Please put the stretch from the start of the entries through the line containing "x=60, y=117", both ends included, into a Markdown table with the columns Row and Line. Give each line its row number and leave out any blank lines.
--- Records for this exercise ---
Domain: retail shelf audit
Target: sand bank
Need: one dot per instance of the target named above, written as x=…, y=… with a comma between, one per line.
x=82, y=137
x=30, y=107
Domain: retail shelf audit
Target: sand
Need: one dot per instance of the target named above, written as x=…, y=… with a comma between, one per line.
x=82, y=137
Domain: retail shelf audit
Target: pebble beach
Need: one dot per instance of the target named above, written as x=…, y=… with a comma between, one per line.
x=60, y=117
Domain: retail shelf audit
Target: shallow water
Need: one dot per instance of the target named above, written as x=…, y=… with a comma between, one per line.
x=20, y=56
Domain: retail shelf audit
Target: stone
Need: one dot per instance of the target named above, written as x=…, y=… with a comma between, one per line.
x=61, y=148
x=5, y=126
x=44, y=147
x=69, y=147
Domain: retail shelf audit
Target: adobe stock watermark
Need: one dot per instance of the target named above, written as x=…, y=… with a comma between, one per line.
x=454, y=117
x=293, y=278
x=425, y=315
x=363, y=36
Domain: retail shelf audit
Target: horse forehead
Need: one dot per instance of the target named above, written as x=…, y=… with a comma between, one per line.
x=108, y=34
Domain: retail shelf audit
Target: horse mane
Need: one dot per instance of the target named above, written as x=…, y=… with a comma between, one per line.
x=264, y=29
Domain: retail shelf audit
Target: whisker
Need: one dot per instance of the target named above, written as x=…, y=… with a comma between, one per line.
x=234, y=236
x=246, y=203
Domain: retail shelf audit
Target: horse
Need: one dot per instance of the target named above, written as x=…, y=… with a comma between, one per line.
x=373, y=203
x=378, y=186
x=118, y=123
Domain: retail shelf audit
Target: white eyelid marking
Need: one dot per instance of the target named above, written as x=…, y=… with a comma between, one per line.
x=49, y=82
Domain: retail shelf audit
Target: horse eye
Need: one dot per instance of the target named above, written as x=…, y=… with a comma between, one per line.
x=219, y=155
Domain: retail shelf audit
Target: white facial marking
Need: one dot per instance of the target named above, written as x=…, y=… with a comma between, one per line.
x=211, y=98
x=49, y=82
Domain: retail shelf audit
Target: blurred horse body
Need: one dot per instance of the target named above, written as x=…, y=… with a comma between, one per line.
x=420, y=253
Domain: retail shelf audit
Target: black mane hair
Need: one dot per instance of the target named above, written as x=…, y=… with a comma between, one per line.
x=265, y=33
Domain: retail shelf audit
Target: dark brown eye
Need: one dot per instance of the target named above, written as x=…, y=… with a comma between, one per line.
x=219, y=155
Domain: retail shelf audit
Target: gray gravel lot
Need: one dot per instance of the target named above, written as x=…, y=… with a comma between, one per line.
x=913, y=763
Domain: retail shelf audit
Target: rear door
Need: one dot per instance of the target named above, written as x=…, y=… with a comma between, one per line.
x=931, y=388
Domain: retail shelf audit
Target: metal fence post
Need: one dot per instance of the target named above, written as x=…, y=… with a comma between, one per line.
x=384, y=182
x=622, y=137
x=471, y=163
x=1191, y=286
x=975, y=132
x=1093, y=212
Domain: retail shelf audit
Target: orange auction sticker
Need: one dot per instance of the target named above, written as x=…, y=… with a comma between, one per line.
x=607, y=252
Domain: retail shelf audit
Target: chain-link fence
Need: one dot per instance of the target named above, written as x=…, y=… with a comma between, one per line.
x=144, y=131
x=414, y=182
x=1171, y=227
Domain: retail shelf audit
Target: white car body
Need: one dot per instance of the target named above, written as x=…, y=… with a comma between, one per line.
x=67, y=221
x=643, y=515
---
■ **Full solution**:
| Row | Line |
|---|---|
| 1 | Domain: retail shelf audit |
| 2 | Target: sand bank |
| 3 | Need: one dot per instance of the target named above, written as x=…, y=… with a comma between, one per line. |
| 4 | x=82, y=137 |
| 5 | x=30, y=107 |
| 6 | Domain: retail shelf audit |
| 7 | Target: sand |
| 8 | Need: one dot per instance of the target named above, written as x=…, y=… with a comma between, one per line. |
| 9 | x=82, y=137 |
| 10 | Domain: retail shelf audit |
| 11 | Target: pebble beach |
| 12 | Need: one dot per instance of the target named above, written as x=…, y=… with a comma between, one per line. |
| 13 | x=60, y=117 |